RAW DATA Start Marker

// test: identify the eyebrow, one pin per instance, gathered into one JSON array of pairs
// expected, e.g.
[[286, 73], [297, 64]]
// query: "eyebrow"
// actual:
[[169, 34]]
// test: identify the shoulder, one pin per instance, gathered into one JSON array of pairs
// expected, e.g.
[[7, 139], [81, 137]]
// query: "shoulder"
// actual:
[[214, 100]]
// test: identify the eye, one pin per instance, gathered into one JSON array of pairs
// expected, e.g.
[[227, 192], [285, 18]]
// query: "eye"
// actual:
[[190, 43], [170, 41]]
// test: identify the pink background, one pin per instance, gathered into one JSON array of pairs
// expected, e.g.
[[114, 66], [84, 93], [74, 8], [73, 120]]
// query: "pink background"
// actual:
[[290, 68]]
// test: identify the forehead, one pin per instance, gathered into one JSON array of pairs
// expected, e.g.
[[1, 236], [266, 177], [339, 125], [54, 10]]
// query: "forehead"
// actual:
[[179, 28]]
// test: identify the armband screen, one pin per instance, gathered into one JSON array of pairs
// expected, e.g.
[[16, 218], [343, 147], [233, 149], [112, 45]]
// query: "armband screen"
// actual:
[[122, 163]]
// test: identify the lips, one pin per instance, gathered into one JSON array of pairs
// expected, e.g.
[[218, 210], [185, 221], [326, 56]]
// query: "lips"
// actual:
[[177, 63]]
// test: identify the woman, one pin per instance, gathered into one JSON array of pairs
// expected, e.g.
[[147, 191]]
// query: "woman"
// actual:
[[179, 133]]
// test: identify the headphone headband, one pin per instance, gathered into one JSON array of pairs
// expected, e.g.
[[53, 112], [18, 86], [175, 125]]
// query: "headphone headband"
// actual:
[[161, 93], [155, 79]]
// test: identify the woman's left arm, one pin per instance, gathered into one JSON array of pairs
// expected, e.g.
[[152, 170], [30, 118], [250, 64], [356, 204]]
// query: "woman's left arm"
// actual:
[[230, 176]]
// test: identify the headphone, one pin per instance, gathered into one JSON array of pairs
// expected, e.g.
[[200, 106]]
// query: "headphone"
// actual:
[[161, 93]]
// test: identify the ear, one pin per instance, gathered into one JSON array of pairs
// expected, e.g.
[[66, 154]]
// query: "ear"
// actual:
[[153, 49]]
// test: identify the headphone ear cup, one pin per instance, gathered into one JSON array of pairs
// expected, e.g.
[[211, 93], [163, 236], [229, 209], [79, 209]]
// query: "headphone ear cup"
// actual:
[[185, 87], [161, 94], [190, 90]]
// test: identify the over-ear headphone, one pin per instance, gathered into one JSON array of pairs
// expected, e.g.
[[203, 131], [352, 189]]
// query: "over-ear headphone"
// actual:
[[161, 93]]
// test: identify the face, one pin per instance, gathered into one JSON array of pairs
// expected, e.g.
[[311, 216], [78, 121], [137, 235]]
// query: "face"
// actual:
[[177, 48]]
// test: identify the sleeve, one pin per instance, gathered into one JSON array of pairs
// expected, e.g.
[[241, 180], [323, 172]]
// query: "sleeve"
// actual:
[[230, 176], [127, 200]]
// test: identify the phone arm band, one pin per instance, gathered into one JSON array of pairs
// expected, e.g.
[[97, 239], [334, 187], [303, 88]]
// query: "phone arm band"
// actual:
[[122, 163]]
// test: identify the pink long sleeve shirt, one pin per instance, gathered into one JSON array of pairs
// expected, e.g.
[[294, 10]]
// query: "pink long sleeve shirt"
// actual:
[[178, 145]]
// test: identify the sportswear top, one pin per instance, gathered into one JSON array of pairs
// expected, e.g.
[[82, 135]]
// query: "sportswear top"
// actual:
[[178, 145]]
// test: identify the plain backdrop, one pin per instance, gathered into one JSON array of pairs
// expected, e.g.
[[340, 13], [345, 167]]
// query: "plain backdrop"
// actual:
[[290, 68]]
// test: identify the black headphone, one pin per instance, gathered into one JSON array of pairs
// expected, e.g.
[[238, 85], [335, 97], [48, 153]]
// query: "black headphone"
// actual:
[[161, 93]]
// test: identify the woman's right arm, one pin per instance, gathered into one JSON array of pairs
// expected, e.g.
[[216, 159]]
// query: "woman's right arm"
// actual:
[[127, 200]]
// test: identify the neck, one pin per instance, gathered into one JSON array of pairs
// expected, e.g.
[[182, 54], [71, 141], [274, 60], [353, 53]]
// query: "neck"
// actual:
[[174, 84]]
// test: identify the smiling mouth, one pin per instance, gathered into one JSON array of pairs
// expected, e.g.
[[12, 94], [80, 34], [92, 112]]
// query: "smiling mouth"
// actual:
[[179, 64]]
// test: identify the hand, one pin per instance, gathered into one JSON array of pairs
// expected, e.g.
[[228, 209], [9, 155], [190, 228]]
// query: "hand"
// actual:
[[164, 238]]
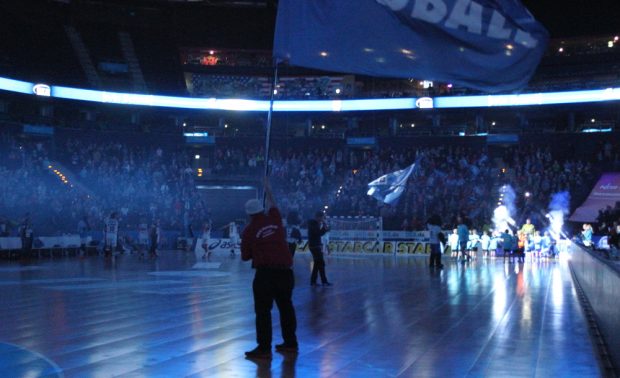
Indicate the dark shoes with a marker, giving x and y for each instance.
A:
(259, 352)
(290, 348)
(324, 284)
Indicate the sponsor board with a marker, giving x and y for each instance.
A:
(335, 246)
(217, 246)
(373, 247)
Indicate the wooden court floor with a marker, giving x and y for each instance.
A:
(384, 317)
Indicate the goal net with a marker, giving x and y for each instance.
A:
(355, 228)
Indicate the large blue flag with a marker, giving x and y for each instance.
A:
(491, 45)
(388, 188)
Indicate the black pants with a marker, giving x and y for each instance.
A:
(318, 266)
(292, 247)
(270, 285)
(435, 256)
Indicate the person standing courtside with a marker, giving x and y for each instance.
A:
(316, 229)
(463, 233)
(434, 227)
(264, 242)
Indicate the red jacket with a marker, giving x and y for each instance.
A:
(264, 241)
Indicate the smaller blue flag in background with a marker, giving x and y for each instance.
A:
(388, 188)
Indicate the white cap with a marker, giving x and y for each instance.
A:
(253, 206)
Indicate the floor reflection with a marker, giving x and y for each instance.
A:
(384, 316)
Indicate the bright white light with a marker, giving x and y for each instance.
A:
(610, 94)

RAW DATA End Marker
RAW DATA Start Marker

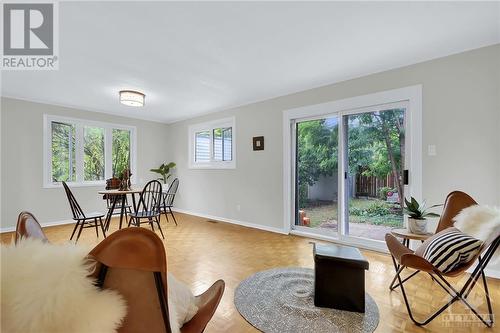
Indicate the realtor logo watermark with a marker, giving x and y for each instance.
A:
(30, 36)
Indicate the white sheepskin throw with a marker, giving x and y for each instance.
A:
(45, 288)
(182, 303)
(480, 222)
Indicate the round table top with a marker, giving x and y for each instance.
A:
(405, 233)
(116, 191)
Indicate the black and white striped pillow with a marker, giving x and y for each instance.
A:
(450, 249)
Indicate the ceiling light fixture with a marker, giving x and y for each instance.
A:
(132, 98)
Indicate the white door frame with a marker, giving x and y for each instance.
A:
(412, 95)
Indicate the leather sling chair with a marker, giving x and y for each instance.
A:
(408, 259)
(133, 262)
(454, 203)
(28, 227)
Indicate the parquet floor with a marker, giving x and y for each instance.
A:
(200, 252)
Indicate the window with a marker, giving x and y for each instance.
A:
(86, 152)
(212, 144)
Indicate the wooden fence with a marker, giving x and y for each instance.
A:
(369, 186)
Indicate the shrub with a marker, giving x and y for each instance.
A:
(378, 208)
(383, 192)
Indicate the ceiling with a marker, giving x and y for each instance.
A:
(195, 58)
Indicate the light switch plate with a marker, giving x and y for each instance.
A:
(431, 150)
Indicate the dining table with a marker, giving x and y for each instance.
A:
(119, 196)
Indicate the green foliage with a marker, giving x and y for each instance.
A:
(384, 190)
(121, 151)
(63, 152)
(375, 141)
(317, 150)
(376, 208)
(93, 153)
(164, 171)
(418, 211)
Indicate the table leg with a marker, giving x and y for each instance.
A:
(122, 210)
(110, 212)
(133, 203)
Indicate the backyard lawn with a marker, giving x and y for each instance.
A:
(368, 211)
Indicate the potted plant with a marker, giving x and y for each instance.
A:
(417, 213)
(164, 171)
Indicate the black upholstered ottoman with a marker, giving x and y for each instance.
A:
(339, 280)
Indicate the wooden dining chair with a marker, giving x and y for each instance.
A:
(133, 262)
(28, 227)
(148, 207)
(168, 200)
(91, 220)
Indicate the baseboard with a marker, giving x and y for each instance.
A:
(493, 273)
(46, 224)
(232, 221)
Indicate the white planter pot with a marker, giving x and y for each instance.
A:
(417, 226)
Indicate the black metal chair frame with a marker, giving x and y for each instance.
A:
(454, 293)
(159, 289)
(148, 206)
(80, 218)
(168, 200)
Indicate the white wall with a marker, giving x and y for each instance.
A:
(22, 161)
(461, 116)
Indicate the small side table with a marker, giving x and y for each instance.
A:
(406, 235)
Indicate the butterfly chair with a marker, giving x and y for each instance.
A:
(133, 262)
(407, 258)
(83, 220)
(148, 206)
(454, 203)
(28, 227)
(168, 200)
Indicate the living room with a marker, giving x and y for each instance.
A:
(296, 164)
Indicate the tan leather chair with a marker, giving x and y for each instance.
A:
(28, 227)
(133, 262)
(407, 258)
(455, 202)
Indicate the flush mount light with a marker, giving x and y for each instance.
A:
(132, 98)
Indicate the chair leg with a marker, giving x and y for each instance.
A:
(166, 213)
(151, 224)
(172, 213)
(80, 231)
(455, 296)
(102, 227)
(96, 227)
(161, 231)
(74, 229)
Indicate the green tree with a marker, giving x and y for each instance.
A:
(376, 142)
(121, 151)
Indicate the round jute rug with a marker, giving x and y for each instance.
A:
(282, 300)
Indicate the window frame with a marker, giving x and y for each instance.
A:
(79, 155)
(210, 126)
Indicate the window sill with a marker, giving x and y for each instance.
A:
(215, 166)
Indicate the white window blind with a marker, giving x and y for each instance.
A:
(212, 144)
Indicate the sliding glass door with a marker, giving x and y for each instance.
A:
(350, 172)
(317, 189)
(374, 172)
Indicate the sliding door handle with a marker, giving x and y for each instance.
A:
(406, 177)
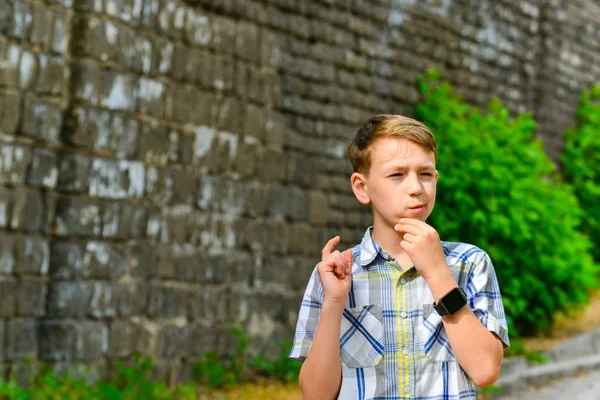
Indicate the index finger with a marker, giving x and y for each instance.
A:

RAW DATA End Marker
RAW DATA Start Marker

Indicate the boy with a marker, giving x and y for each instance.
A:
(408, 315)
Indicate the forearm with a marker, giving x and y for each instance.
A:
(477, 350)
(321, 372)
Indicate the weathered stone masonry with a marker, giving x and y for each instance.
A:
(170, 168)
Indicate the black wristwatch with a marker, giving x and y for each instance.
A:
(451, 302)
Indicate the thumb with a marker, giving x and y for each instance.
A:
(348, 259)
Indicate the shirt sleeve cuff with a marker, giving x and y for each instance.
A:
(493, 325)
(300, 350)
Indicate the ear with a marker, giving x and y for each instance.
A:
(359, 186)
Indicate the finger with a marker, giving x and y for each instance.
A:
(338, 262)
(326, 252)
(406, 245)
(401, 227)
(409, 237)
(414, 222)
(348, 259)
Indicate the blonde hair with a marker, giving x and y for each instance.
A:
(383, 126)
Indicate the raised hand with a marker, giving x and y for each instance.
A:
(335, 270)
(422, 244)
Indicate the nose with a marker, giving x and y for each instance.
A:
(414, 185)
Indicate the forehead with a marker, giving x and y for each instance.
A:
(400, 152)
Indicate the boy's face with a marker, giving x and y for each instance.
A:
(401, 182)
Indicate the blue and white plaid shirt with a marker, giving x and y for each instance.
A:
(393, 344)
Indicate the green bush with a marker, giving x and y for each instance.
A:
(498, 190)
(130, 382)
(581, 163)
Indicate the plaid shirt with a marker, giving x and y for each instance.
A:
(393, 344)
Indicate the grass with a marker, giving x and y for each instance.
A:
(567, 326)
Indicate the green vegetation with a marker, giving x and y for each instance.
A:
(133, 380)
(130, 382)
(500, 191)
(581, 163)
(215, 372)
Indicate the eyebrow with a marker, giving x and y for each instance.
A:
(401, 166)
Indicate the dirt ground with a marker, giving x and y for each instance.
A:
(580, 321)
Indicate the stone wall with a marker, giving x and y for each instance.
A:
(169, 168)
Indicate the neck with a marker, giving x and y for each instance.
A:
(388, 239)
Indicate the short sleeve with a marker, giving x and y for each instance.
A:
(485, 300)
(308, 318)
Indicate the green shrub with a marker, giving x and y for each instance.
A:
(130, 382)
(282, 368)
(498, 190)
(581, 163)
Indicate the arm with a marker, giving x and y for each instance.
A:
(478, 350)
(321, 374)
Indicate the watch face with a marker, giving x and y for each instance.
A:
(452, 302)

RAW DATA End Marker

GOAL OF THE EXERCISE
Look through the records above for the string "finger", then copy every line that has it.

RESULT
Indicate the index finger with a marker, giving x and y for each instance.
Indicate the finger with a marker, giving x and y for each instance.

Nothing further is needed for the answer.